##### Document segment #####

RALEIGH, N.C. — It's a story with international implications that has ties here in North Carolina. Cambridge Analytica - a firm now suspected of meddling in the 2016 U.S. presidential election - also allegedly worked for North Carolina GOP, Sen. Thom Tillis and Rep. Patrick McHenry.

The accusation is supported by documentation registered with the Federal Elections Commission, which reported the North Carolina GOP paid the firm $150,000 in 2014. Tillis paid $30,000 and McHenry paid $15,000.

North Carolina Democratic Party Chair Wayne Goodwin said the state's residents deserve answers.

"It is incumbent on Sen. Thom Tillis and Rep. McHenry and the North Carolina Republican Party to answer questions about their unusually close ties to Cambridge Analytica,” Goodwin said; “especially if the North Carolina Republican Party believes this firm has done nothing wrong."

According to published reports, Cambridge Analytica began collecting Facebook data one month before the North Carolina Republican Party's first payment to the firm. According to its own promotional materials, the data company helped Tillis defeat Democratic incumbent Kay Hagan and used the state as a case study.

The state GOP, Tillis and McHenry did not respond to requests for comment on this story.

According to the FEC, the state GOP spent another $65,000 in 2015. Goodwin said the facts don't add up with what the party is saying.

"Their executive director is now claiming that they did no work for the party in 2015,” he said. “Why then did the North Carolina Republican Party pay the firm $65,000 in June of 2015? I don't know how they keep their books, but I sure don't pay people for work they haven't done."

Facebook banned Cambridge Analytica from its site on Friday. On Tuesday, the social media giant had a company-wide staff meeting to discuss the issue, and Congress has launched an investigation into the allegations of unscrupulous data mining.

##### The data #####

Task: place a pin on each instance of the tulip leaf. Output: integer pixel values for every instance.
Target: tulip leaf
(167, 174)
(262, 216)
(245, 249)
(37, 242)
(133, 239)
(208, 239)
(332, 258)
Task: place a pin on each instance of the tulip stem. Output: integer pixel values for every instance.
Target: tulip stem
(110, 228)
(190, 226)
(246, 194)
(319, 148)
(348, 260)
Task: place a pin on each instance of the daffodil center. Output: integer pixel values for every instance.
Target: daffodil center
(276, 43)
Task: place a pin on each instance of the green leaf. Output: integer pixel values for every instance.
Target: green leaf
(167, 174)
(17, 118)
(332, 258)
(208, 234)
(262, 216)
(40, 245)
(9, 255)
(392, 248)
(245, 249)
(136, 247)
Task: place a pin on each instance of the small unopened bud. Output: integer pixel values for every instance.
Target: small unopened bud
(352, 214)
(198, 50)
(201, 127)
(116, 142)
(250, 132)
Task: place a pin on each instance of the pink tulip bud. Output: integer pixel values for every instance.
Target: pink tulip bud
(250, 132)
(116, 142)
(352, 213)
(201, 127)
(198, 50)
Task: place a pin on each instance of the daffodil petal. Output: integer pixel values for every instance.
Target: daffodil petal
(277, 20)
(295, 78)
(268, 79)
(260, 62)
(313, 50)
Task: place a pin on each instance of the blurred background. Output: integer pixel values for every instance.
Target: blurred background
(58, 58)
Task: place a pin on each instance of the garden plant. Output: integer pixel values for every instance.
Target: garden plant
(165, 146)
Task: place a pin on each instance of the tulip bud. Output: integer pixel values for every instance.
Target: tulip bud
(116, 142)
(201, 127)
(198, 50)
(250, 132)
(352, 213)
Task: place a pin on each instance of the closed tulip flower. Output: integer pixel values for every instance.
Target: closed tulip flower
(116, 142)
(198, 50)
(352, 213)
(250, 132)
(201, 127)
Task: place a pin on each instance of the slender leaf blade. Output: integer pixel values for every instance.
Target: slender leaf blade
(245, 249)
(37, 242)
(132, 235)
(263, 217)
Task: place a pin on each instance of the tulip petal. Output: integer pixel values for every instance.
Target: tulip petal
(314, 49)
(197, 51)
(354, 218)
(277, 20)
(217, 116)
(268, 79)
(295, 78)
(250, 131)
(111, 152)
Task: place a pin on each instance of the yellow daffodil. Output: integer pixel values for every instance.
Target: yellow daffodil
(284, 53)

#####

» **Brief A**:
According to the Cambridge Analytica article, how much did the North Carolina GOP pay the firm in 2014?
» **Brief B**:
Return the Cambridge Analytica article word for word from "The state GOP, Tillis" up to and including "party is saying.".

» **Answer box A**:
$150,000

» **Answer box B**:
The state GOP, Tillis and McHenry did not respond to requests for comment on this story.

According to the FEC, the state GOP spent another $65,000 in 2015. Goodwin said the facts don't add up with what the party is saying.